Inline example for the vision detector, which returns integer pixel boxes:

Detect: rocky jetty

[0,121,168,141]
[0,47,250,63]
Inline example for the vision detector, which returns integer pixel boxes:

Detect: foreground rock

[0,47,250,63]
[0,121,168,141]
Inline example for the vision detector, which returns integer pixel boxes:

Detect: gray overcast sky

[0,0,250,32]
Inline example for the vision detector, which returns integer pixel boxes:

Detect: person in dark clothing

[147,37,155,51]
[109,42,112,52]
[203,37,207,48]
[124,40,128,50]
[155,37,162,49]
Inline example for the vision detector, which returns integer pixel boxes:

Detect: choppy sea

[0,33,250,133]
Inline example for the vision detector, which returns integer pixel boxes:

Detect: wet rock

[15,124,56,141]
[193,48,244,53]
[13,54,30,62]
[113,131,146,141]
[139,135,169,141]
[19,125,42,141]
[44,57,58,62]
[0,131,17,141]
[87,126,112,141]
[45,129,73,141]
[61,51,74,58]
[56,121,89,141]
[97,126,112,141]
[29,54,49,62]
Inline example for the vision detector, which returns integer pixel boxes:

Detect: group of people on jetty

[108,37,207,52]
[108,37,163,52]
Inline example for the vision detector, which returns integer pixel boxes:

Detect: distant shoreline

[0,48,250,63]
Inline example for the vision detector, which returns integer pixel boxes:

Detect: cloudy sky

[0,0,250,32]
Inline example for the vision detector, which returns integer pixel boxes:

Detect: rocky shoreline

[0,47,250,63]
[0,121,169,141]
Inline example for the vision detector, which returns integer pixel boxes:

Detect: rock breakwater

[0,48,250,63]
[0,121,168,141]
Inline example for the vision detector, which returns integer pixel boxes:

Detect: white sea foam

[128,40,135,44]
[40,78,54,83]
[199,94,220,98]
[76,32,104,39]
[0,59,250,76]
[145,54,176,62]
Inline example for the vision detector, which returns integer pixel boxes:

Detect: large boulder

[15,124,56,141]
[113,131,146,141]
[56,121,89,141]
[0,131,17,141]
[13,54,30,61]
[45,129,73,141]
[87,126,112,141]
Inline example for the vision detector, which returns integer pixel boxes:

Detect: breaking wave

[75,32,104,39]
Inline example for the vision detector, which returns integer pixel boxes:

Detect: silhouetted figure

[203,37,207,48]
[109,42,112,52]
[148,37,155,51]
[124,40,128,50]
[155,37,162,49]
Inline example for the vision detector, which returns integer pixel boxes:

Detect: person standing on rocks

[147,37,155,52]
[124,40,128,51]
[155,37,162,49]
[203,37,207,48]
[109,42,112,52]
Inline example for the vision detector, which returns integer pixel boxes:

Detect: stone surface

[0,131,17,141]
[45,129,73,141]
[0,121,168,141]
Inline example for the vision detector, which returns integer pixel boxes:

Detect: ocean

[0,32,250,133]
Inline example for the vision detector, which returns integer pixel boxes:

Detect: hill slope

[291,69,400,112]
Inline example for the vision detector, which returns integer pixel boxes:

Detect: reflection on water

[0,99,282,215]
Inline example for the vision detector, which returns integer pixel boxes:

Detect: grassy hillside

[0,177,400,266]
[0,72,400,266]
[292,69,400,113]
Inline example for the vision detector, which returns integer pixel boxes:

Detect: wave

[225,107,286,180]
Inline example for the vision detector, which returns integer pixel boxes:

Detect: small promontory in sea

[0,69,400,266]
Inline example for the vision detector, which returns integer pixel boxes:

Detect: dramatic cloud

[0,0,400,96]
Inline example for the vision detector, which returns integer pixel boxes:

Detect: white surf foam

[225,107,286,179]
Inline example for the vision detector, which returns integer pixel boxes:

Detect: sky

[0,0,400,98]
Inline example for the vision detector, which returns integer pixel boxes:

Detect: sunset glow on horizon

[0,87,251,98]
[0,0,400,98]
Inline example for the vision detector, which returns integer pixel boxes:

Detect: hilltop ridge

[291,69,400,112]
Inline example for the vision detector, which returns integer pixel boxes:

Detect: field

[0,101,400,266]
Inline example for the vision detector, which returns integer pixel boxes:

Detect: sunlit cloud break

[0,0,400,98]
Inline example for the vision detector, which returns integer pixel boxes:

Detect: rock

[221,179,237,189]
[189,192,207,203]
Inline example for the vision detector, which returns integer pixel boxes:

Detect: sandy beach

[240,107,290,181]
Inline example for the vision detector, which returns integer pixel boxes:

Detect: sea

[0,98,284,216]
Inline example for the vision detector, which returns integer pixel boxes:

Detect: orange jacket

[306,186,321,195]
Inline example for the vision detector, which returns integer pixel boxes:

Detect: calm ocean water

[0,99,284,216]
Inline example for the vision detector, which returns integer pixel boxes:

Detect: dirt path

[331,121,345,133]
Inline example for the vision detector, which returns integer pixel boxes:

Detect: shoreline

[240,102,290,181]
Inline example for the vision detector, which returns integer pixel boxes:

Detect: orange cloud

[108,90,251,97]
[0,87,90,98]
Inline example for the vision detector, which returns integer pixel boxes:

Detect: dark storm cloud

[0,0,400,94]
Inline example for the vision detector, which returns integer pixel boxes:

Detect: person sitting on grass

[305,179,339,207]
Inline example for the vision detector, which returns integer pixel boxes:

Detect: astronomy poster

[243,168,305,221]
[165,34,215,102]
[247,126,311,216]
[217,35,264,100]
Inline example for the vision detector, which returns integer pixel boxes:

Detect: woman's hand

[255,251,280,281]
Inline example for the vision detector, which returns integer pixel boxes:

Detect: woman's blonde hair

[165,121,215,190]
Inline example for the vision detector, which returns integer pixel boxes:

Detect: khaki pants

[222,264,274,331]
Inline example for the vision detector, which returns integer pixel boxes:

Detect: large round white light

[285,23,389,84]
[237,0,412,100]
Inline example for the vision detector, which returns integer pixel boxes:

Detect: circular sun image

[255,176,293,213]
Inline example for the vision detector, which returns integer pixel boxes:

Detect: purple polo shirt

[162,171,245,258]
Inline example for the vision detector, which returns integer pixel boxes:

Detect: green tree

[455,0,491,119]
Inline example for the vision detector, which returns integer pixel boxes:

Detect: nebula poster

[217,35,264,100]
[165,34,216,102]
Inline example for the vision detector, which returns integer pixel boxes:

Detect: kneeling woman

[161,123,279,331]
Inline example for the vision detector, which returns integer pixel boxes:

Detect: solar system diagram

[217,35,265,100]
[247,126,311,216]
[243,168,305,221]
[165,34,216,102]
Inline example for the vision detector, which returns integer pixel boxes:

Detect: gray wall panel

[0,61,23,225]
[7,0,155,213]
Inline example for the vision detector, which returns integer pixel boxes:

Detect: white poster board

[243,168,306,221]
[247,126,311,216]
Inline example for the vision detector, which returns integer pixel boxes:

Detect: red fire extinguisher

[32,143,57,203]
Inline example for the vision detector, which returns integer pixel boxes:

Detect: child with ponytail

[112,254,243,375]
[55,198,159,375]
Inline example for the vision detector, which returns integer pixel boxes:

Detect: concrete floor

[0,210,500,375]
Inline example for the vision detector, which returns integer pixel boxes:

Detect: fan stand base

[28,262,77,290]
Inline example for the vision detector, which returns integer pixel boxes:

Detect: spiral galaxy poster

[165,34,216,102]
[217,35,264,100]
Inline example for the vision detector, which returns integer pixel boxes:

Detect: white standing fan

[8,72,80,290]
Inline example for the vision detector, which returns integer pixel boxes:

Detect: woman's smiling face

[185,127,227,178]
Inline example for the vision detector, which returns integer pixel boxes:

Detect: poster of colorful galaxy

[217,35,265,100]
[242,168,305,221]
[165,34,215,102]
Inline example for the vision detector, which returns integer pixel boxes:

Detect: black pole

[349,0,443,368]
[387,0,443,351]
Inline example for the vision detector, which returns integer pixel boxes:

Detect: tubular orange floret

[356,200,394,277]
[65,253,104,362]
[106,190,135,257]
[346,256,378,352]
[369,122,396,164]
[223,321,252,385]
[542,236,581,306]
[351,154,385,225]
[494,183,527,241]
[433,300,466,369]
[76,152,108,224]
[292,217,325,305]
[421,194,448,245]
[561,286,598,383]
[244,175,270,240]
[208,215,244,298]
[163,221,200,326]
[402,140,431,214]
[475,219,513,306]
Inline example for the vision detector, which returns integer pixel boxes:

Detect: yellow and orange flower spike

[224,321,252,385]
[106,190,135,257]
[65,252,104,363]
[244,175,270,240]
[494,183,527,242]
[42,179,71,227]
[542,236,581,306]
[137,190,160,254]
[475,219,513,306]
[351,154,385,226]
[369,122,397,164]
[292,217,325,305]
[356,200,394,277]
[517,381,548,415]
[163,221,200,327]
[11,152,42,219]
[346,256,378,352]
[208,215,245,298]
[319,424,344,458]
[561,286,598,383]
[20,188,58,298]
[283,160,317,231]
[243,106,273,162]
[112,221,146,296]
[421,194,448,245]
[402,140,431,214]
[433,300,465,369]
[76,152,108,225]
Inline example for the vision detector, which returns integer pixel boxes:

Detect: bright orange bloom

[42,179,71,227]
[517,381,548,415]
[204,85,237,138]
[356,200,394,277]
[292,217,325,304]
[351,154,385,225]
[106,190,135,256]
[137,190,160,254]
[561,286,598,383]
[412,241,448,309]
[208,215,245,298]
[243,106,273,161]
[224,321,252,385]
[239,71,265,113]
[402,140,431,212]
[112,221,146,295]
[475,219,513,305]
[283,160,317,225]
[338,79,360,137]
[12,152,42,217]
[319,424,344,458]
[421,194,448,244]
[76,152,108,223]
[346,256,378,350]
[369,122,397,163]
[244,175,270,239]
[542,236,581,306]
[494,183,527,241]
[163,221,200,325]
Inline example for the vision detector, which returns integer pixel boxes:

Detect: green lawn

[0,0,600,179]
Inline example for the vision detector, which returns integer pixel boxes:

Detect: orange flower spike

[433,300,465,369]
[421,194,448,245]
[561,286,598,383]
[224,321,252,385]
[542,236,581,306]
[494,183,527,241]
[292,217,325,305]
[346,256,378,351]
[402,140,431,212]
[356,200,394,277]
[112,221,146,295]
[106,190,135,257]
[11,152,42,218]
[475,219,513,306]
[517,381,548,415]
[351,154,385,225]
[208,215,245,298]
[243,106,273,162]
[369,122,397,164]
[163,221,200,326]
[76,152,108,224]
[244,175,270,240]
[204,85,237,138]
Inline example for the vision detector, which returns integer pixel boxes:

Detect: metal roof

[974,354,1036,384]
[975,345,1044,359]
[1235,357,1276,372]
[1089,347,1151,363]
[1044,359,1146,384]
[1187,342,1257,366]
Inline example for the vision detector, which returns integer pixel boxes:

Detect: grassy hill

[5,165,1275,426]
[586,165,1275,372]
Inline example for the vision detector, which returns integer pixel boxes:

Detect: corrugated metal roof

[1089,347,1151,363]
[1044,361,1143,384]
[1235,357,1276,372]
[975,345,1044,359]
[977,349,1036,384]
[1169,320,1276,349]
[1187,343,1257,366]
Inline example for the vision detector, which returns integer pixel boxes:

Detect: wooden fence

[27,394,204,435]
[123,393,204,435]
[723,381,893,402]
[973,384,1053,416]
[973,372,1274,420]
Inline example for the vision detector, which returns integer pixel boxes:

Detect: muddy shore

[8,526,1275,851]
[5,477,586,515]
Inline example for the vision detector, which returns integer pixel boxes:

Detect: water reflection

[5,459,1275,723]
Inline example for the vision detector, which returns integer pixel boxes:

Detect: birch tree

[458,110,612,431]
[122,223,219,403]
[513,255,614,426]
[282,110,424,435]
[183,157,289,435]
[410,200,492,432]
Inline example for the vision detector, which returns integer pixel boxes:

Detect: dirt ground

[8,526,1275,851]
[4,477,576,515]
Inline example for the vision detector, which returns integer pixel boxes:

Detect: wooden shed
══════════════════════════════
DO THIS >> Select and copy every line of the rows above that contains the string "shoreline".

EXERCISE SOLUTION >>
Detect: distant shoreline
Detect: rocky shoreline
Detect: shoreline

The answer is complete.